## Problem description
Leave the images out, and copy each of the records below exactly.

[[ Records shown, beginning ]]

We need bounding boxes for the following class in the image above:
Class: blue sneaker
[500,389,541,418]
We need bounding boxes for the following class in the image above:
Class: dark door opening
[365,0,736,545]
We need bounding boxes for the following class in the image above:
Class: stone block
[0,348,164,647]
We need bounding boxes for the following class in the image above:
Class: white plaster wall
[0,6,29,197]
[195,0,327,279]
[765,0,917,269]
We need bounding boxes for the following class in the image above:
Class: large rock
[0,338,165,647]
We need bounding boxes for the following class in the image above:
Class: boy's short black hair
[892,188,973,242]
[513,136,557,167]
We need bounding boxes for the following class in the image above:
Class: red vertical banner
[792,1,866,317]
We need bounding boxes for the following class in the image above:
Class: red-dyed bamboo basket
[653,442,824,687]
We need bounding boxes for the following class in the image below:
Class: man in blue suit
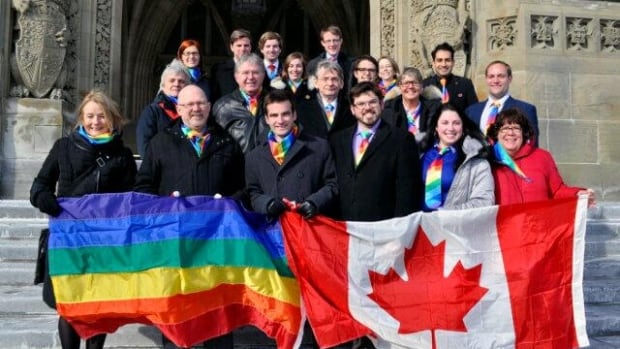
[466,60,539,145]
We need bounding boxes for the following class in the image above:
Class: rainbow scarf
[240,89,260,116]
[405,104,421,135]
[187,67,201,83]
[485,102,500,135]
[493,142,531,182]
[379,79,397,96]
[77,125,114,145]
[288,80,301,94]
[268,125,299,165]
[355,130,373,167]
[424,145,451,209]
[324,103,335,125]
[48,193,302,348]
[440,78,450,104]
[181,124,211,157]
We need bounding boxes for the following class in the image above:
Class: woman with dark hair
[270,51,311,102]
[420,104,494,211]
[487,107,595,206]
[177,39,212,100]
[349,54,378,90]
[30,90,137,349]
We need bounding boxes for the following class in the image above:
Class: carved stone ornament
[600,19,620,53]
[380,0,396,57]
[530,15,559,49]
[566,17,593,51]
[10,0,68,98]
[488,16,517,51]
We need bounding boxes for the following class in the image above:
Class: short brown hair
[349,81,383,105]
[487,107,535,143]
[264,89,296,114]
[485,60,512,77]
[320,25,342,40]
[229,29,251,45]
[258,31,282,51]
[282,52,307,81]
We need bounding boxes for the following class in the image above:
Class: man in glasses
[307,25,353,93]
[465,60,539,145]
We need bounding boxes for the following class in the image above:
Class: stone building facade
[0,0,619,200]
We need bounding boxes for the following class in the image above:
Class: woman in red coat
[487,107,595,206]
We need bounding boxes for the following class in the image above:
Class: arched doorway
[121,0,369,150]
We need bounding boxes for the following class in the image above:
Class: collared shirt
[480,94,510,132]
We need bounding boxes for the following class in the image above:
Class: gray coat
[442,136,495,210]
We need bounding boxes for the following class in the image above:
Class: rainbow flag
[48,192,303,348]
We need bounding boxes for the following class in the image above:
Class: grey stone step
[584,278,620,304]
[588,204,620,220]
[0,261,37,285]
[585,257,620,280]
[0,219,49,239]
[588,336,620,349]
[0,285,50,314]
[0,200,47,219]
[0,239,38,261]
[585,239,620,259]
[586,304,620,337]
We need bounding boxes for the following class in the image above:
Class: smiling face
[432,49,454,78]
[81,101,111,137]
[181,45,200,68]
[287,58,304,81]
[321,32,342,57]
[399,75,422,102]
[235,61,264,95]
[162,72,188,97]
[353,59,378,83]
[378,58,395,81]
[351,91,383,130]
[265,100,297,140]
[177,85,210,131]
[485,63,513,99]
[435,109,463,148]
[497,122,524,156]
[230,37,252,60]
[315,67,343,100]
[261,39,281,62]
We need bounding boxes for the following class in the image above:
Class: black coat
[245,131,338,216]
[134,120,245,197]
[307,51,353,95]
[135,92,178,158]
[329,121,423,221]
[422,74,478,116]
[295,92,355,139]
[381,95,441,144]
[210,58,237,102]
[212,89,269,154]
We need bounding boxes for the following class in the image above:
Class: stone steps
[0,201,619,348]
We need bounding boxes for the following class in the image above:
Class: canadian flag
[280,197,590,349]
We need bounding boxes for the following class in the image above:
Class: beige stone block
[572,74,619,121]
[600,164,620,201]
[547,120,597,163]
[599,122,620,164]
[522,71,571,120]
[556,163,600,194]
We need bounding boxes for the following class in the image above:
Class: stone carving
[566,17,593,51]
[409,0,470,77]
[488,16,517,51]
[531,15,559,49]
[381,0,396,57]
[94,0,112,88]
[9,0,69,98]
[600,19,620,53]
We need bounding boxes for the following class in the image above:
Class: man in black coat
[296,60,355,139]
[210,29,252,102]
[330,82,423,222]
[245,89,337,220]
[306,25,353,95]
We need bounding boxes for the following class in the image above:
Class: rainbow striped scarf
[355,130,373,167]
[493,142,531,182]
[181,124,210,157]
[268,125,299,165]
[440,78,450,104]
[424,145,450,209]
[77,125,114,145]
[379,79,397,96]
[405,104,421,135]
[288,80,302,94]
[240,89,259,116]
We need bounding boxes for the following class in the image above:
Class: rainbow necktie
[493,142,531,182]
[324,103,335,125]
[485,102,500,135]
[440,78,449,104]
[406,105,421,135]
[268,125,299,165]
[241,90,259,116]
[355,130,373,167]
[425,146,450,209]
[181,124,210,157]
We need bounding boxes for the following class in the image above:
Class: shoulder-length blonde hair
[75,90,126,132]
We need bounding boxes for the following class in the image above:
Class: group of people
[30,24,595,349]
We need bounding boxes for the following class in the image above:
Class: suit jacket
[329,121,423,221]
[245,131,338,216]
[381,95,442,144]
[465,96,539,145]
[296,92,355,139]
[210,58,237,102]
[307,51,353,94]
[423,74,478,115]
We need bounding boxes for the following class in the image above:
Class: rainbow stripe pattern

[[ Records shown, end ]]

## Exercise response
We need bounding boxes for the following class in the image above:
Class: blue sneaker
[500,389,541,418]
We need bounding boxes for the following class in the image above:
Class: dark door opening
[365,0,736,545]
We need bounding boxes for the following class in the image above:
Class: stone block
[0,348,164,647]
We need bounding boxes for the following class in the image above:
Class: white plaster wall
[0,6,29,197]
[195,0,327,279]
[765,0,917,269]
We need bounding boxes for the following class in the image above:
Class: large rock
[0,338,165,647]
We need bounding boxes for the following class in the image above:
Class: boy's short black hair
[892,188,973,242]
[513,136,557,167]
We need bounding boxes for the following class in the image above:
Class: red vertical banner
[792,1,866,317]
We need bounding boxes for the following class in the image above:
Class: red-dyed bamboo basket
[653,442,824,687]
We need bounding boxes for the following class in the image below:
Class: man in blue suit
[466,60,539,145]
We need bounding boxes for the following class in the image above:
Class: rainbow scarf
[240,89,260,116]
[405,104,421,135]
[187,67,201,83]
[485,102,500,135]
[493,142,531,182]
[379,79,397,96]
[77,125,114,145]
[288,80,301,94]
[268,125,299,165]
[355,130,373,167]
[424,145,451,209]
[324,103,335,125]
[48,193,302,348]
[440,78,450,104]
[181,124,211,157]
We need bounding boxes for the following class in the image above:
Class: woman with dark hair
[270,51,311,102]
[420,104,494,211]
[487,107,595,206]
[177,39,212,100]
[349,54,378,90]
[30,90,137,349]
We need bounding boxes for the following class in the image above:
Class: carved stone ornament
[600,19,620,53]
[380,0,396,57]
[530,15,559,49]
[566,17,593,51]
[10,0,68,98]
[488,16,517,51]
We need bounding boxes for the following class in the image above:
Class: short brown hair
[349,81,383,105]
[487,107,535,143]
[264,89,296,114]
[485,60,512,77]
[320,25,342,40]
[229,29,251,45]
[258,31,282,51]
[282,52,307,81]
We need bounding boxes for the following class in the image above:
Class: man in glasses
[307,25,353,93]
[465,60,539,145]
We need bounding boxes for the following class in the image above:
Class: stone building facade
[0,0,619,200]
We need bounding boxes for the following class in the image above:
Class: woman in red coat
[487,107,595,206]
We need bounding boxes for the following class in the image above:
Class: arched doorway
[121,0,369,150]
We need bounding boxes for the following class in the image above:
Class: collared shirt
[480,94,510,132]
We need bounding boxes for the following class in the image above:
Class: gray coat
[442,136,495,210]
We need bounding boxes for the following class in the image above:
Class: rainbow flag
[48,192,303,348]
We need bounding boxes for the following class in the image above:
Class: grey stone step
[584,278,620,304]
[588,204,620,220]
[0,261,37,285]
[585,257,620,280]
[0,219,49,239]
[588,336,620,349]
[0,285,50,314]
[0,200,47,219]
[0,239,38,261]
[585,239,620,259]
[586,304,620,337]
We need bounding boxes for the following class in the image above:
Class: smiling face
[432,49,454,78]
[81,101,111,137]
[181,45,200,68]
[287,58,304,81]
[321,32,342,57]
[399,75,422,102]
[235,61,264,95]
[162,72,188,97]
[353,59,378,83]
[378,58,395,81]
[351,91,383,130]
[265,100,297,140]
[177,85,210,131]
[485,63,513,99]
[435,109,463,148]
[497,122,524,156]
[230,37,252,60]
[315,67,343,100]
[261,39,281,62]
We need bounding boxes for the following class in the image above:
Class: black coat
[245,131,338,216]
[134,120,245,197]
[307,51,353,95]
[135,92,178,158]
[329,121,423,221]
[422,74,478,116]
[295,92,355,139]
[381,95,441,144]
[210,58,237,102]
[212,89,269,154]
We need bounding boxes for the following class in the image above:
Class: stone steps
[0,201,619,348]
We need bounding boxes for the following class in the image above:
Class: canadian flag
[280,197,590,349]
We need bounding boxes for the following class in the image above:
Class: beige stone block
[572,74,619,121]
[600,164,620,201]
[547,120,597,163]
[599,122,620,164]
[522,71,571,120]
[556,163,600,194]
We need bounding boxes for the following class in the image above:
Class: stone carving
[566,17,593,51]
[409,0,470,77]
[488,16,517,51]
[531,15,559,49]
[381,0,396,57]
[94,0,112,88]
[9,0,69,98]
[600,19,620,53]
We need bounding boxes for the following class in the image above:
Class: man in black coat
[296,60,355,139]
[210,29,252,102]
[330,82,423,222]
[245,89,337,220]
[306,25,353,95]
We need bounding boxes for the following class in the image above:
Class: rainbow striped scarf
[355,130,373,167]
[493,142,531,182]
[181,124,210,157]
[268,125,299,165]
[440,78,450,104]
[424,145,450,209]
[77,125,114,145]
[379,79,397,96]
[405,104,421,135]
[288,80,302,94]
[240,89,259,116]
We need bounding boxes for the following class in the image above:
Class: rainbow necktie
[493,142,531,182]
[324,103,335,125]
[485,102,500,135]
[440,78,449,104]
[406,105,421,135]
[268,125,299,165]
[241,90,259,116]
[355,130,373,167]
[425,146,450,209]
[181,124,210,157]
We need bounding boxes for the following class in the image above:
Class: shoulder-length blonde hair
[75,90,126,132]
We need bounding boxes for the following class in the image above:
Class: group of people
[30,24,595,349]
We need bounding boxes for the following class in the image above:
Class: suit jacket
[329,121,423,221]
[245,131,338,216]
[381,95,442,144]
[465,96,539,145]
[296,92,355,139]
[210,58,237,102]
[307,51,353,94]
[423,74,478,115]
We need bounding boxes for the following class in the image above:
Class: rainbow stripe pattern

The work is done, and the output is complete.